WHAT NEEDS TO BE DONE >> All of the data below should be returned exactly.

━━━━━ DATA TO PROCESS ━━━━━

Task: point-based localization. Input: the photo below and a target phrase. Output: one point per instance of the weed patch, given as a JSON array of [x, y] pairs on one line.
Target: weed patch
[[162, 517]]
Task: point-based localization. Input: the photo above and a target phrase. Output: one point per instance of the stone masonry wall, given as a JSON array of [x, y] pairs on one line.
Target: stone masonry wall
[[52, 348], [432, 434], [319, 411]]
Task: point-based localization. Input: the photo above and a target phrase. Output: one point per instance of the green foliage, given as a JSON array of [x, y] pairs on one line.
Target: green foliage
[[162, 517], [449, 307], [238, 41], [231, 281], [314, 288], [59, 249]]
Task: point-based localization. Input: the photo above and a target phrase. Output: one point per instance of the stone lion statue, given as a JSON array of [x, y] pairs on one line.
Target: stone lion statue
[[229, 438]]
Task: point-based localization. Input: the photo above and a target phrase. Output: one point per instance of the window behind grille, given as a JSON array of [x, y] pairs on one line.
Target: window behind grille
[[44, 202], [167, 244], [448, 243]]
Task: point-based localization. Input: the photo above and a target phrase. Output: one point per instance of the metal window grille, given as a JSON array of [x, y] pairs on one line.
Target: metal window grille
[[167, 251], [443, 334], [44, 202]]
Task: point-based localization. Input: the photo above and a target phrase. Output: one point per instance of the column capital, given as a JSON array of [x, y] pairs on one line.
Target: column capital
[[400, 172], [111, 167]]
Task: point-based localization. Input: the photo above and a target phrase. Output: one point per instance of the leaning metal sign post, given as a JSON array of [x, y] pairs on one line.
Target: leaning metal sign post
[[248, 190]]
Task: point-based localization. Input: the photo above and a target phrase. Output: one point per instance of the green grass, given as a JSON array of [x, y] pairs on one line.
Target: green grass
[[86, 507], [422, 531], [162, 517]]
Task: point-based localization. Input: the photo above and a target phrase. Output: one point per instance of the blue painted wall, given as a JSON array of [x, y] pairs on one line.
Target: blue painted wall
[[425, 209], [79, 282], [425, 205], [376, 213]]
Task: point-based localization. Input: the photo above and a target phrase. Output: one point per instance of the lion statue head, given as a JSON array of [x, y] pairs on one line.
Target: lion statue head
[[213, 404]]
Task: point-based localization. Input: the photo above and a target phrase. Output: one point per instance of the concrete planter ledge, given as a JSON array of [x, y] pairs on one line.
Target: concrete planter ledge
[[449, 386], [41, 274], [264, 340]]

━━━━━

WRITTEN SOLUTION >>
Task: point-based localization. Input: the photo below and a target phrase. Output: one point per instance of the weed patch, given as a JSON array of [x, y] pairs on one line.
Target: weed patch
[[162, 517]]
Task: point-based localization. Input: the photo above and a target phrase. Output: one point per instance of the stone masonry wall, given as a JSON array of [x, y] pairs on one line.
Target: stone masonry wall
[[52, 348], [432, 434], [319, 411]]
Task: point-based localization. Input: the photo above and a target phrase. Output: one point per instance of the green foliage, given as a JSON array of [x, y] pairs on one line.
Target: green foliage
[[162, 517], [449, 307], [238, 41], [231, 281], [314, 288], [59, 249]]
Task: point-based localization. Input: the photo above and a target phrase. Output: one point per instance of the stone lion statue, given as a JSON array of [x, y] pairs on one line.
Target: stone lion statue
[[229, 438]]
Task: point-based localization. Input: the photo above and a target phrase. Output: one point per instance of the window behind grille, given as a JSON array of [x, y] pairs on one line.
Target: window behind grille
[[44, 202], [167, 244], [448, 243]]
Task: point-based localization. Input: the photo above and a target phrase. Output: one point per instance of the metal window grille, given as a JSON array of [x, y] pairs on one line.
Target: metal window grille
[[167, 251], [443, 334], [44, 202]]
Task: point-based localization. Input: the photo above and a target phrase. Output: one point per instance of the column capital, given as a JSON array of [x, y] pairs on one line.
Target: column capital
[[400, 172], [111, 167]]
Task: point-based localization. Input: the photo above and a target phrase. Output: one point per instance of the leaning metal sign post, given as a JSON array of [x, y] pairs on one line.
Target: leaning metal sign post
[[248, 190]]
Task: point-based localization. Input: the photo above and a target phrase. Output: one point per instance of the green grass, given as a JSON array of [x, y] pairs on one line.
Target: green grass
[[86, 507], [422, 531], [162, 517]]
Task: point-based localization. Input: the photo above and a target phrase. Output: one point per instance of the blue painted wall, given as a JSON array of [x, y] pairs on one line.
Target: blue painted wall
[[425, 209], [79, 282], [425, 205], [376, 213]]
Task: point-based localization. Input: the photo above and a target phrase. Output: one point per instance of the lion statue head, given as a JSON array of [x, y] pairs on one line.
Target: lion statue head
[[213, 404]]
Task: point-based localization. Input: the photo above and a target phrase. Output: one point per instance of the concrete planter ledge, given as a JSON array of [x, y] pairs on one line.
Target: concrete planter ledge
[[449, 386], [41, 274], [264, 340]]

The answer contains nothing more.